# Jean Greenhowe pattern



## JessMarsh (Aug 25, 2013)

http://www.jeangreenhowe.com/Images/Rainbow_Babies.pdf 
for any new knitters this is a nice project to begin your journey x


----------



## cabbagehome (Dec 23, 2011)

Very cute.


----------



## kiwiannie (Jul 30, 2011)

Adorable,thanks for the link. :thumbup: :thumbup:


----------



## moonriver (Feb 22, 2013)

So cute


----------



## CherylErasmus (Sep 30, 2013)

Thank you needed something for the Church Tombola Stall next weekend.


----------



## JulesKnit (Dec 30, 2012)

Thank you, these are adorable! :thumbup:


----------



## crispie (Dec 17, 2011)

Thank you so much; these are adorable.


----------



## ManyClouds (Sep 29, 2012)

Thank you


----------



## gillian lorraine (Aug 18, 2011)

These are super easy and quick to knit--- Jean Greenhowe gives really good instructions.. ( I have just knitted a toy by someone else and the instructions for putting together are rubbish so I appreciate JGs concise nature)


----------



## JessMarsh (Aug 25, 2013)

gillian lorraine said:


> These are super easy and quick to knit--- Jean Greenhowe gives really good instructions.. ( I have just knitted a toy by someone else and the instructions for putting together are rubbish so I appreciate JGs concise nature)


All her patterns are like that ...I love them ...x


----------



## patocenizo (Jun 24, 2011)

Cute, thanks for sharing this link.


----------



## Valjean (Jul 21, 2011)

Cute rainbow babies,thank you for sharing the link.


----------



## eggplantlady (Apr 10, 2011)

Wow - thanks for sharing! But, what is the purpose of the 'pocket'?


----------



## dragonflylace (Jul 2, 2012)

Thanks very much!!!


----------



## JessMarsh (Aug 25, 2013)

eggplantlady said:


> Wow - thanks for sharing! But, what is the purpose of the 'pocket'?


Pop the baby into the pocket I expect x


----------



## jpfries (Jan 14, 2013)

I have made about a dozen of these. Jean Greenhowe's instructions are very detailed and easy to follow. They are great for a new baby. I tacked the scarf and hat in place , but they can be removable. the pocket is in place of a blanket, works well. Love them in any color, and is a great way to use up some pieces of yarn


----------



## Morningdancer (Jun 20, 2011)

they are so cute, thanks for the link :thumbup:


----------



## frannie di (Nov 30, 2011)

Thank you for the link


----------



## KnitterNatalie (Feb 20, 2011)

Darling pattern! Thanks for sharing!!


----------



## gillian lorraine (Aug 18, 2011)

JessMarsh said:


> Pop the baby into the pocket I expect x


Yes it is the "bed/cosy" place for the dolly to be carried in-- I have knitted some but not bothered with the pocket, and some I have knitted in green/yellow and red speckled yarn and will knit their pockets in red and white for a Christmas fair stall ( charity)

Source data:
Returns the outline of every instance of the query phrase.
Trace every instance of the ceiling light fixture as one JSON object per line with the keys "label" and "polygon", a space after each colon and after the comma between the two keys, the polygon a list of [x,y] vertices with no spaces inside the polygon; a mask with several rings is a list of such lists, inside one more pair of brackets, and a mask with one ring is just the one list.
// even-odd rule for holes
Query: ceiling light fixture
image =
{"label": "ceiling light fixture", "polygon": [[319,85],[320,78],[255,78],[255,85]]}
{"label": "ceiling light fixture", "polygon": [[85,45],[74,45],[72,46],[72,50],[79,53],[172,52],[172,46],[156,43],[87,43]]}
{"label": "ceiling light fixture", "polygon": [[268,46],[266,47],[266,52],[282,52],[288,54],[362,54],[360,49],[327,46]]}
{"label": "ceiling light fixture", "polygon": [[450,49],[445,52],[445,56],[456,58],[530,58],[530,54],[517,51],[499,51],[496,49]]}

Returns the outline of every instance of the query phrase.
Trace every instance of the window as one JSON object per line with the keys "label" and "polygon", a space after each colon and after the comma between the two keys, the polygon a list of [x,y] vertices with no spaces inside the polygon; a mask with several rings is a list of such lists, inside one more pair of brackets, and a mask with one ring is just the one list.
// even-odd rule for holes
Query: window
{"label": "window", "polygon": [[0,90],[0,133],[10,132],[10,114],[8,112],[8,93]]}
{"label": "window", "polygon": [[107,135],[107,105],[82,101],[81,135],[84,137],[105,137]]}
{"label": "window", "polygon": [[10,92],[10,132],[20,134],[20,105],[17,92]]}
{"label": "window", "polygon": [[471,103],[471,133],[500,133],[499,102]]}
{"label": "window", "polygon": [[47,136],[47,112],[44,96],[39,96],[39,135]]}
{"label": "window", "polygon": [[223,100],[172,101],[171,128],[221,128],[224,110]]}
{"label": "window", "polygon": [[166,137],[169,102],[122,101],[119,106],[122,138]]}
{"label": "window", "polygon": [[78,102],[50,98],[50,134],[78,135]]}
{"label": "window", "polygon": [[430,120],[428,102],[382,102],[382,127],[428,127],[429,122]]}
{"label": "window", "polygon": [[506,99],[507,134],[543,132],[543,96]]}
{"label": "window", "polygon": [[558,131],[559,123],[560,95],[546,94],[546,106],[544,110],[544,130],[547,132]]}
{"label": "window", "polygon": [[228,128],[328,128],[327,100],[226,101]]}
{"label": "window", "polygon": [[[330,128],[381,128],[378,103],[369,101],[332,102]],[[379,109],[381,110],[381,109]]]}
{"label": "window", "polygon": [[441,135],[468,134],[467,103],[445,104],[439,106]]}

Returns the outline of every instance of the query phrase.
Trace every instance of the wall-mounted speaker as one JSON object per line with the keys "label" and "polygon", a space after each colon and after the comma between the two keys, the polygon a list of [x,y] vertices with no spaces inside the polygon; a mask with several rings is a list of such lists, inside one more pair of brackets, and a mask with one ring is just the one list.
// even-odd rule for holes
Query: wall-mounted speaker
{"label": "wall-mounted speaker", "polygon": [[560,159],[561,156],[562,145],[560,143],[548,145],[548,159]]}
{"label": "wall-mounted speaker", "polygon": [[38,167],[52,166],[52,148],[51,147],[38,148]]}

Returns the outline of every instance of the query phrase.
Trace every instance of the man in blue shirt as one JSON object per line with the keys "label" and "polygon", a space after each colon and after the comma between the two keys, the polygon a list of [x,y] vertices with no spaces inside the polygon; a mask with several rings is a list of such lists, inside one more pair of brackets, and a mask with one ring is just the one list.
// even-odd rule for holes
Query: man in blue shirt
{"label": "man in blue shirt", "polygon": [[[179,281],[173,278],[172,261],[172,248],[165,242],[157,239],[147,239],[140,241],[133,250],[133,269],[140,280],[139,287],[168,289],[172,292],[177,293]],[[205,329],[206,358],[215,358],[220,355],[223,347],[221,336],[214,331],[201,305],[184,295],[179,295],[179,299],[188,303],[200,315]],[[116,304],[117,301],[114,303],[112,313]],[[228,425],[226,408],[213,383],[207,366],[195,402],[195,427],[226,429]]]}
* * *
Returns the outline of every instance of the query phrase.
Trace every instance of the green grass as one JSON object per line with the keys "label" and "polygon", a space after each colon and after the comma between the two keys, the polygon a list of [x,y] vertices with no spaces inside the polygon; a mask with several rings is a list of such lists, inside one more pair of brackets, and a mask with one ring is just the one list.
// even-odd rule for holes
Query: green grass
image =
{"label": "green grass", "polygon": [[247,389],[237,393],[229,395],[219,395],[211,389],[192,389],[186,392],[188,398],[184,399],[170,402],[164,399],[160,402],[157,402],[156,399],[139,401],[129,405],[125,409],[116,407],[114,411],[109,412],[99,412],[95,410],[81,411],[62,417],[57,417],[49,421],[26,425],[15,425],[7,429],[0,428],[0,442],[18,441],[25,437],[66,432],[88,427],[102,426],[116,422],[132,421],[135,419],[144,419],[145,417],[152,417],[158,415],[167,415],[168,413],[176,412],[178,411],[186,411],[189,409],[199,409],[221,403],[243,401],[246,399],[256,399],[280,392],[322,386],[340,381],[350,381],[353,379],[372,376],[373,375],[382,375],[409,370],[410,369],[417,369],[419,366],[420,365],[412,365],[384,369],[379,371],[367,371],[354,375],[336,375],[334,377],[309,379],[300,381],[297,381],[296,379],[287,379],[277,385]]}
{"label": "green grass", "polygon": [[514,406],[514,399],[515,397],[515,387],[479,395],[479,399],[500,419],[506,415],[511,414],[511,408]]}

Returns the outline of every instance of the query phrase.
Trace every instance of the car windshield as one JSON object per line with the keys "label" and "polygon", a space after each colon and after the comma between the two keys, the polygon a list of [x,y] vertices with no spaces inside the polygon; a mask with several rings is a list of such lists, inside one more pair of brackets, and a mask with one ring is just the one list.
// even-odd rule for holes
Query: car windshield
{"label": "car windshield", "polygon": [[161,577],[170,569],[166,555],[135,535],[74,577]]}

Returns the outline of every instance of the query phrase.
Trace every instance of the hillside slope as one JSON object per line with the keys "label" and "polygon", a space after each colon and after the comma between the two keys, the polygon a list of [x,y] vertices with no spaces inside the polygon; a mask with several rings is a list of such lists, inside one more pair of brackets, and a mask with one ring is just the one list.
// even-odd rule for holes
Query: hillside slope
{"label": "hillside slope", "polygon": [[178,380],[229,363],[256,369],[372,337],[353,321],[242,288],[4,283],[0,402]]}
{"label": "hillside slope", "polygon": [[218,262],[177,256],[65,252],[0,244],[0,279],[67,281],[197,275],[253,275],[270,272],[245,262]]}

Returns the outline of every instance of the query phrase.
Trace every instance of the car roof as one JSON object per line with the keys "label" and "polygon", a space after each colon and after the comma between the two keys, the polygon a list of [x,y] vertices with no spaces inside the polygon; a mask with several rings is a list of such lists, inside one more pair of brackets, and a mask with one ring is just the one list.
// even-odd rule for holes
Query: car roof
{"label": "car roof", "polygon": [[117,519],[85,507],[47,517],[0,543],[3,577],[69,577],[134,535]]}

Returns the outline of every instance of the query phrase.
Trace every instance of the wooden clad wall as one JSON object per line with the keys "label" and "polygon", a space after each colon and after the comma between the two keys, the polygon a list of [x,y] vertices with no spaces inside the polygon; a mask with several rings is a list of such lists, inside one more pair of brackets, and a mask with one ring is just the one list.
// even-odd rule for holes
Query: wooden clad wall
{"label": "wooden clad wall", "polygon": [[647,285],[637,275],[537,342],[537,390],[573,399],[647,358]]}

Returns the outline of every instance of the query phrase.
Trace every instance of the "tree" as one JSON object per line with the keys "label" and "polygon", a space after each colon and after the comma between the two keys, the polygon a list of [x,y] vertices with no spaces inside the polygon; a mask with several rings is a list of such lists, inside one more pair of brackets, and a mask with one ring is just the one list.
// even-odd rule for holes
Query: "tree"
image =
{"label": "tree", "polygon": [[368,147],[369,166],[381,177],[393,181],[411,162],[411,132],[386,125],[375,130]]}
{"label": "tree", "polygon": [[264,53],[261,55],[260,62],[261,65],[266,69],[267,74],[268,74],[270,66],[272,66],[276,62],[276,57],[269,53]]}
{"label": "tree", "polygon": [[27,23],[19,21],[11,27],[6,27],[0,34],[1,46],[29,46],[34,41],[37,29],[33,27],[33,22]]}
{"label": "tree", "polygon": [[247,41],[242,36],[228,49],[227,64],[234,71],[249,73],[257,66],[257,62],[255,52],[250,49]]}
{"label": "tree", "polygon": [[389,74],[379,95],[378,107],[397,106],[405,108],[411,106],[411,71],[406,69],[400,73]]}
--
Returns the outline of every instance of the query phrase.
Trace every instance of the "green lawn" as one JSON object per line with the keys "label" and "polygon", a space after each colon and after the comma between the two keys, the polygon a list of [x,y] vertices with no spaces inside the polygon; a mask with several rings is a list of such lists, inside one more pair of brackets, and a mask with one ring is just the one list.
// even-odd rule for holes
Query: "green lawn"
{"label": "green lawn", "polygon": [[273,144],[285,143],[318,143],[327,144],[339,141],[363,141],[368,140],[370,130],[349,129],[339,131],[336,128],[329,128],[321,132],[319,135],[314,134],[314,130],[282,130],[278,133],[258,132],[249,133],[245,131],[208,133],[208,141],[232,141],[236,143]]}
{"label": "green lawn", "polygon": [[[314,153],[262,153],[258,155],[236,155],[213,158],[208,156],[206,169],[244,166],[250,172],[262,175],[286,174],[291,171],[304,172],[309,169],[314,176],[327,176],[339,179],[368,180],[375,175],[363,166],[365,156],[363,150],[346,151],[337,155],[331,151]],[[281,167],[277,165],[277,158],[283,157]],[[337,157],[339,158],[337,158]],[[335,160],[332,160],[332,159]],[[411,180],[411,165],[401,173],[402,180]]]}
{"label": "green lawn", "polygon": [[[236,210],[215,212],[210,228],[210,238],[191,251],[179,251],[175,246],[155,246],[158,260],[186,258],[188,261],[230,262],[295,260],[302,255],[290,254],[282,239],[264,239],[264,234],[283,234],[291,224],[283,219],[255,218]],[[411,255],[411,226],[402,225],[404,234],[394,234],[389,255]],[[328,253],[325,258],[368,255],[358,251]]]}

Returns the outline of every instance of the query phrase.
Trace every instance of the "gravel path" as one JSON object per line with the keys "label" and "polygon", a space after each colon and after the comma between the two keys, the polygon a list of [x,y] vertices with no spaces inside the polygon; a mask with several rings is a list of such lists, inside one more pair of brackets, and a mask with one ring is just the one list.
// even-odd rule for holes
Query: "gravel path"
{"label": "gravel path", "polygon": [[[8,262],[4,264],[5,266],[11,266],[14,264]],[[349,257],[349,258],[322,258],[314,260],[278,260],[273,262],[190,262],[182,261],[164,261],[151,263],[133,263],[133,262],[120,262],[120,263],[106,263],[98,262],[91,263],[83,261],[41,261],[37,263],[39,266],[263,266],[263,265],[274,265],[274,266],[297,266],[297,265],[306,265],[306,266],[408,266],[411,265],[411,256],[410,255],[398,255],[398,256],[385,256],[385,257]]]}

→ **What this exercise asks**:
1. In the Jean Greenhowe thread, what does jpfries say the pocket takes the place of?
2. Echo the Jean Greenhowe thread word for word from "http://www.jeangreenhowe.com/Images/Rainbow_Babies.pdf" to "(Dec 23, 2011)".
Draw only on the Jean Greenhowe thread when answering.

→ **Solutions per task**:
1. A blanket.

2.
http://www.jeangreenhowe.com/Images/Rainbow_Babies.pdf 
for any new knitters this is a nice project to begin your journey x


----------



## cabbagehome (Dec 23, 2011)